____ Textauszug
Meine Damen und Herren, liebe Kolleginnen und Kollegen, die Menschen, die um ihren Arbeitsplatz in Sorge sind, verstehen wir; wir teilen diese Sorge. Die Frage ist: Was ist die richtige Antwort? Die Linkspartei hat hier einen Gesetzentwurf eingebracht, um etwas für den Erhalt von Arbeitsplätzen zu tun. Sie gaukelt der Öffentlichkeit vor, dass mit den Maßnahmen in diesem Gesetzentwurf Arbeitsplätze gesichert werden können.

Aber wenn man einmal genauer hinschaut, stellt man fest, dass genau das Gegenteil der Fall ist. Dort heißt es – Zitat –:

Eine Kündigung, die bei anhaltend positiver Ertragssituation lediglich der Gewinnsteigerung dient, ist sozial ungerechtfertigt.
________
____ Auszüge der Datensätze
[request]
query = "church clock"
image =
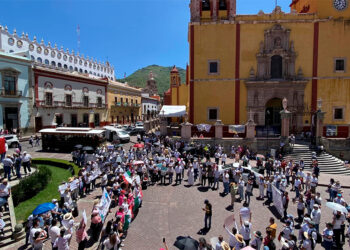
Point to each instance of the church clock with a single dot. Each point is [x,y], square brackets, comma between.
[340,4]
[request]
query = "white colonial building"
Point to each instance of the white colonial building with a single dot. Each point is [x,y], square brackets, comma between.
[68,99]
[52,56]
[150,106]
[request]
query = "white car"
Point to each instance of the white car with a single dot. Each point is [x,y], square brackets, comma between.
[12,141]
[123,136]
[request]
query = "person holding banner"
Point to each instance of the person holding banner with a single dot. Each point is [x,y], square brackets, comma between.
[81,235]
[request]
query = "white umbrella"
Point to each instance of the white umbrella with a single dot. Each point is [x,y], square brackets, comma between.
[213,241]
[336,207]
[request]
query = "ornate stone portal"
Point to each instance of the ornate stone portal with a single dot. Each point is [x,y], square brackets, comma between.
[276,78]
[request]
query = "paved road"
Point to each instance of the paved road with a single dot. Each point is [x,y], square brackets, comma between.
[171,211]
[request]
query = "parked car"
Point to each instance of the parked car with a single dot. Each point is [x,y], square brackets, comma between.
[12,141]
[113,134]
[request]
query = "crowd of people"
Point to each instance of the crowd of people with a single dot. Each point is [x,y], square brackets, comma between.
[124,172]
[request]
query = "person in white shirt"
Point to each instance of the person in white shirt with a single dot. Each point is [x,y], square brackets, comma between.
[297,186]
[216,178]
[245,231]
[26,161]
[316,216]
[54,231]
[178,171]
[225,180]
[223,158]
[112,242]
[313,183]
[257,241]
[62,242]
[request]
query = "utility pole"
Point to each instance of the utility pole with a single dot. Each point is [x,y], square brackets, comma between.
[78,37]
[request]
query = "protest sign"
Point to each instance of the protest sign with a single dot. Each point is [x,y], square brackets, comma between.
[104,204]
[62,188]
[84,217]
[229,221]
[244,213]
[74,185]
[277,200]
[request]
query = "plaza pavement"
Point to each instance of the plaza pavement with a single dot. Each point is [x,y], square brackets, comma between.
[170,211]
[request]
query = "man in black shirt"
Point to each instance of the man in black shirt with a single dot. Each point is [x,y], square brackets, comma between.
[207,215]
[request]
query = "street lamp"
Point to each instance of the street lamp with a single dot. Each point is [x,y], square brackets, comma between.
[267,130]
[319,104]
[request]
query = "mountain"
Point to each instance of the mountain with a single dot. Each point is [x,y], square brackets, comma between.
[161,75]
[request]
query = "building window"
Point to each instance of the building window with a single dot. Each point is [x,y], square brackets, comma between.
[48,99]
[10,85]
[86,120]
[276,67]
[213,114]
[86,101]
[68,100]
[97,120]
[222,5]
[213,67]
[205,4]
[338,113]
[99,102]
[339,64]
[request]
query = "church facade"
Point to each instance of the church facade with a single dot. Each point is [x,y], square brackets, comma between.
[242,66]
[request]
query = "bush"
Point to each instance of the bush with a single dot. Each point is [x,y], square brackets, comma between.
[30,186]
[57,163]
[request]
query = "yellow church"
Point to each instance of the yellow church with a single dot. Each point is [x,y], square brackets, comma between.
[242,66]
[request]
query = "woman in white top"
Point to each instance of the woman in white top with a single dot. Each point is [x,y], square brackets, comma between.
[112,242]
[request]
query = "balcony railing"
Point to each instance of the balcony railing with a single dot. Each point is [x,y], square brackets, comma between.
[10,93]
[80,105]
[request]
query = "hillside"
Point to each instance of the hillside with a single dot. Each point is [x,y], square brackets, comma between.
[161,75]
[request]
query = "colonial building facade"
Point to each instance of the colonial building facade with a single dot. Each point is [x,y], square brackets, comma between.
[68,99]
[242,66]
[15,93]
[124,103]
[53,56]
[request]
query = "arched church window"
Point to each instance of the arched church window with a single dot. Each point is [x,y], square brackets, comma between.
________
◆ Aufgaben
**A)** Schreiben Sie aus dem Redeauszug alles von „Meine Damen und“ bis hinunter zu „gesichert werden können.“ wortgetreu ab.
**B)** Welche Partei hat dem Redeauszug zufolge den Gesetzentwurf eingebracht?

◆ Lösungen je Aufgabe
**A)**
Meine Damen und Herren, liebe Kolleginnen und Kollegen, die Menschen, die um ihren Arbeitsplatz in Sorge sind, verstehen wir; wir teilen diese Sorge. Die Frage ist: Was ist die richtige Antwort? Die Linkspartei hat hier einen Gesetzentwurf eingebracht, um etwas für den Erhalt von Arbeitsplätzen zu tun. Sie gaukelt der Öffentlichkeit vor, dass mit den Maßnahmen in diesem Gesetzentwurf Arbeitsplätze gesichert werden können.

**B)** Die Linkspartei.